Exercise aim ▸
The following data needs to be repeated exactly, with all images excluded.
(Beginning of Records for this task)
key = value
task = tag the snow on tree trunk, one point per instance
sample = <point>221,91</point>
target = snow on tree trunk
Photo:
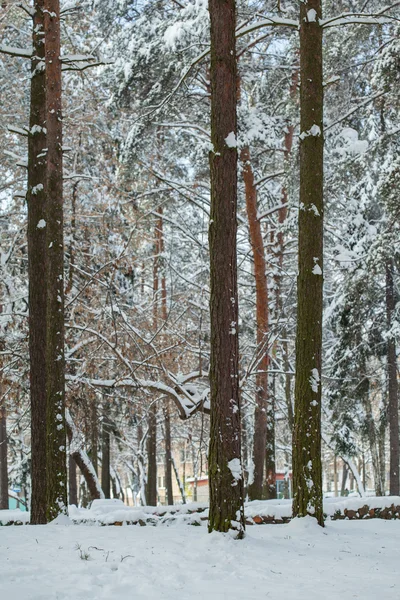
<point>307,470</point>
<point>225,469</point>
<point>393,409</point>
<point>168,454</point>
<point>3,455</point>
<point>151,488</point>
<point>37,254</point>
<point>55,358</point>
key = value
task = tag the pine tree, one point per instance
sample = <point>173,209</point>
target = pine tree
<point>225,468</point>
<point>307,468</point>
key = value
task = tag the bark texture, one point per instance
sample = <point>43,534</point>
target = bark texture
<point>168,454</point>
<point>55,359</point>
<point>3,458</point>
<point>72,484</point>
<point>307,469</point>
<point>264,418</point>
<point>151,488</point>
<point>37,260</point>
<point>393,408</point>
<point>225,468</point>
<point>105,456</point>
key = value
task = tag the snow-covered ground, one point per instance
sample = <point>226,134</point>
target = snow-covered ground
<point>300,561</point>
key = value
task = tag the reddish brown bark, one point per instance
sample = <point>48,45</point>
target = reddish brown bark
<point>225,470</point>
<point>37,260</point>
<point>307,468</point>
<point>55,359</point>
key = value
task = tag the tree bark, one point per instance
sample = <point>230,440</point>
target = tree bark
<point>225,468</point>
<point>82,460</point>
<point>168,454</point>
<point>55,359</point>
<point>307,468</point>
<point>94,434</point>
<point>393,407</point>
<point>72,484</point>
<point>105,456</point>
<point>37,260</point>
<point>3,457</point>
<point>264,418</point>
<point>151,488</point>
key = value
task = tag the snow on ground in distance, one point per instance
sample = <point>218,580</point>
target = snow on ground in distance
<point>348,559</point>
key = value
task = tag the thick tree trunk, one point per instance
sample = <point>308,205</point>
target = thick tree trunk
<point>72,483</point>
<point>168,454</point>
<point>264,418</point>
<point>225,468</point>
<point>393,408</point>
<point>55,359</point>
<point>307,469</point>
<point>105,456</point>
<point>37,260</point>
<point>151,488</point>
<point>3,457</point>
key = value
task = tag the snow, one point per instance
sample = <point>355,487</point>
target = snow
<point>347,559</point>
<point>235,468</point>
<point>317,270</point>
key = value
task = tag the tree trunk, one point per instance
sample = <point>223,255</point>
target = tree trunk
<point>168,455</point>
<point>3,457</point>
<point>82,460</point>
<point>260,447</point>
<point>151,488</point>
<point>225,468</point>
<point>37,259</point>
<point>105,456</point>
<point>94,434</point>
<point>72,484</point>
<point>344,479</point>
<point>307,468</point>
<point>55,359</point>
<point>393,407</point>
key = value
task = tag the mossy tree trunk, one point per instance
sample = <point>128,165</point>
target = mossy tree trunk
<point>225,468</point>
<point>307,469</point>
<point>393,408</point>
<point>37,260</point>
<point>168,454</point>
<point>55,359</point>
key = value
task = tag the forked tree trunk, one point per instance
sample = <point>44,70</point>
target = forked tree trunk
<point>151,488</point>
<point>307,468</point>
<point>264,418</point>
<point>393,408</point>
<point>37,260</point>
<point>225,468</point>
<point>168,454</point>
<point>55,359</point>
<point>3,456</point>
<point>72,483</point>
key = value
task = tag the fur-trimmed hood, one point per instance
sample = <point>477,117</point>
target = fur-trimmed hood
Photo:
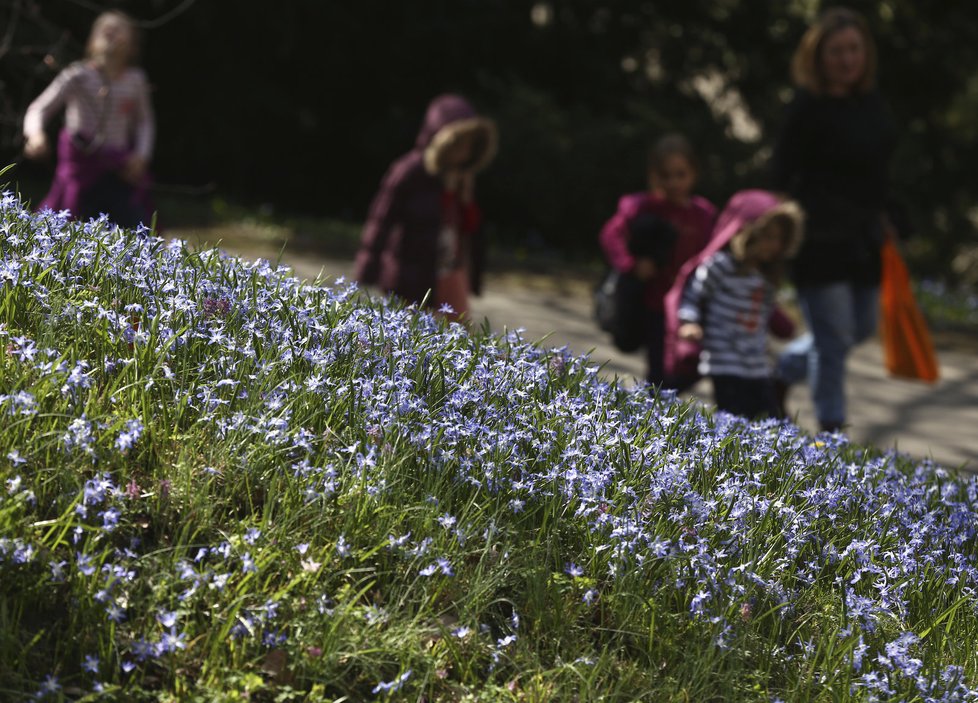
(End of Records for this task)
Finished task ▸
key = value
task = tag the snow on tree trunk, one point per instance
sample = <point>221,91</point>
target = snow on tree trunk
Photo:
<point>307,470</point>
<point>225,469</point>
<point>393,409</point>
<point>168,454</point>
<point>3,455</point>
<point>151,488</point>
<point>37,254</point>
<point>55,358</point>
key = value
task = tag the pine tree, one point per instance
sample = <point>173,209</point>
target = pine tree
<point>225,468</point>
<point>307,468</point>
key = value
task = tag the bark texture, one point per instance
sample = <point>43,534</point>
target = bark texture
<point>168,454</point>
<point>55,359</point>
<point>3,458</point>
<point>72,484</point>
<point>307,469</point>
<point>264,418</point>
<point>151,488</point>
<point>37,260</point>
<point>393,408</point>
<point>225,468</point>
<point>105,456</point>
key = value
task = tag the snow-covered ground, one point per instance
sample = <point>226,134</point>
target = snow-covered ground
<point>300,561</point>
key = value
task = tag the reddish brown bark, one point per instance
sample = <point>48,45</point>
target = reddish brown bark
<point>225,470</point>
<point>37,260</point>
<point>307,468</point>
<point>55,359</point>
key = value
task = tag the tree bark, one point per instance
sample = <point>230,440</point>
target = tree bark
<point>225,468</point>
<point>82,460</point>
<point>168,454</point>
<point>55,359</point>
<point>307,468</point>
<point>94,434</point>
<point>393,407</point>
<point>72,484</point>
<point>105,456</point>
<point>37,260</point>
<point>3,457</point>
<point>264,418</point>
<point>151,488</point>
key = value
task = tag the snow on ground in distance, one point per instance
sample = <point>218,580</point>
target = snow on ground in distance
<point>348,559</point>
key = value
task = tag the thick tree trunk, one point per instance
sample = <point>308,205</point>
target = thick tree trunk
<point>72,483</point>
<point>168,454</point>
<point>264,418</point>
<point>225,468</point>
<point>393,408</point>
<point>55,359</point>
<point>307,469</point>
<point>105,456</point>
<point>37,260</point>
<point>151,488</point>
<point>3,457</point>
key = value
task = tag the snow, one point per instance
sample = <point>355,487</point>
target = snow
<point>347,559</point>
<point>235,468</point>
<point>317,270</point>
key = value
task = tag the tree trunk, one point per instance
sample = <point>223,255</point>
target = tree trunk
<point>168,455</point>
<point>3,457</point>
<point>82,460</point>
<point>260,447</point>
<point>151,488</point>
<point>225,468</point>
<point>37,259</point>
<point>105,456</point>
<point>94,434</point>
<point>72,484</point>
<point>344,479</point>
<point>307,468</point>
<point>55,359</point>
<point>393,407</point>
key = value
task = tag the mossy tree trunk, one point per instance
sample = <point>128,165</point>
target = mossy tree trunk
<point>225,468</point>
<point>307,469</point>
<point>393,408</point>
<point>37,260</point>
<point>168,454</point>
<point>55,359</point>
key = value
task = tag the forked tree trunk, one point per instance
sample = <point>44,70</point>
target = forked tree trunk
<point>151,488</point>
<point>307,468</point>
<point>264,418</point>
<point>393,408</point>
<point>37,260</point>
<point>225,468</point>
<point>168,454</point>
<point>55,359</point>
<point>3,456</point>
<point>72,483</point>
key = value
task = tag the fur-trimmed hood, one point per instance
sample = <point>477,117</point>
target = fur-trimmed hood
Photo:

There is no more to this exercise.